ST. MARTINVILLE, La. (AP) — Prosecutors in Louisiana on Friday ruled out criminal charges in the death of a mentally ill man who was shot and killed during a confrontation with sheriff’s deputies last year.
Assistant District Attorney Chester Cedars, the chief prosecutor in St. Martin Parish, announced that his office determined charges aren’t warranted after reviewing evidence gathered by State Police investigators.
A State Police report said 32-year-old Michael Noel was killed on Dec. 21 during a struggle inside his family’s home in St. Martinville when he resisted deputies’ efforts to take him into protective custody and drive him to a hospital. St. Martinville is about 60 miles southwest of Baton Rouge.
In March, Noel’s relatives sued St. Martin Parish Sheriff Ronald Theriot and the two deputies involved in the deadly encounter. Their suit claims Noel’s shooting was unprovoked and the result of poor training and supervision by the sheriff’s office.

### Instructions
(1) Repeat word for word the part of the news story about Michael Noel's death from "A State Police" up to and including "the sheriff’s office.".
(2) Pick up the news story about Michael Noel's death after its last sentence and keep writing it.
The material has nothing to do with the news story about Michael Noel's death.

### Dataset extract
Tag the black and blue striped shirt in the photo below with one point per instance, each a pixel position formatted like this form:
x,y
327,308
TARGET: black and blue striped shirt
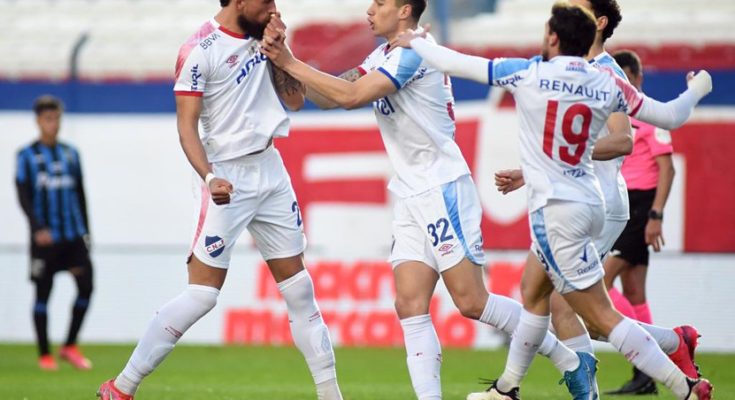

### Task responses
(1)
A State Police report said 32-year-old Michael Noel was killed on Dec. 21 during a struggle inside his family’s home in St. Martinville when he resisted deputies’ efforts to take him into protective custody and drive him to a hospital. St. Martinville is about 60 miles southwest of Baton Rouge.
In March, Noel’s relatives sued St. Martin Parish Sheriff Ronald Theriot and the two deputies involved in the deadly encounter. Their suit claims Noel’s shooting was unprovoked and the result of poor training and supervision by the sheriff’s office.

(2)
Noel’s mother, Barbara Noel, and aunt, Sable Alex, have said he wasn’t armed and wasn’t a threat to the deputies. The family’s lawsuit says a deputy shocked Noel with a stun gun twice before fatally shooting him.
Cedars’ memo says Michael Noel struck Sgt. Pittard Chapman, chipping one of his teeth, during a brief struggle moments before the shooting.
“As Michael started to re-engage, Sgt. Chapman, finding himself trapped at the front door of the residence, discharged his service revolver, striking Michael in the left forearm and the center of his chest,” Cedars wrote, adding that Chapman “apparently could not escape Michael’s onslaught.”
Michael Noel had paranoid schizophrenia and had been grappling with mental illness since he was a child, according to his mother.
The day of the shooting marked the fourth time in less than eight months that Barbara Noel had obtained an order for deputies to take her son into protective custody so he could get treatment. The orders say he had been suicidal, hallucinating, hearing voices and talking to imaginary people.
On Dec. 14, a week before the shooting, a deputy responded to a “mental complaint” at the Noel family’s home and spoke to Michael, who said he “speaks to Jesus Christ,” an incident report says. The report says the matter was referred to the sheriff’s Crisis Intervention Team.
The family’s lawsuit — filed in state court on behalf of Noel’s mother, his ex-girlfriend and their three children — claims it was “reasonably foreseeable” that the deadly confrontation would occur given what happened on Dec. 14.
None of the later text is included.